(What you are asked to do)
Copy out the rows below, putting "woven badge" wherever "embroidered patch" appears and keeping everything else the same.

(Exercise material)
>>>

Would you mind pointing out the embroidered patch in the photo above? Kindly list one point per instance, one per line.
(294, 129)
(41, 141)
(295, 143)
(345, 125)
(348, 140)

<<<

(Exercise solution)
Would you mind pointing out the woven badge in the photo above? Kindly list one point per instance, one per line.
(294, 129)
(41, 141)
(295, 143)
(345, 125)
(348, 140)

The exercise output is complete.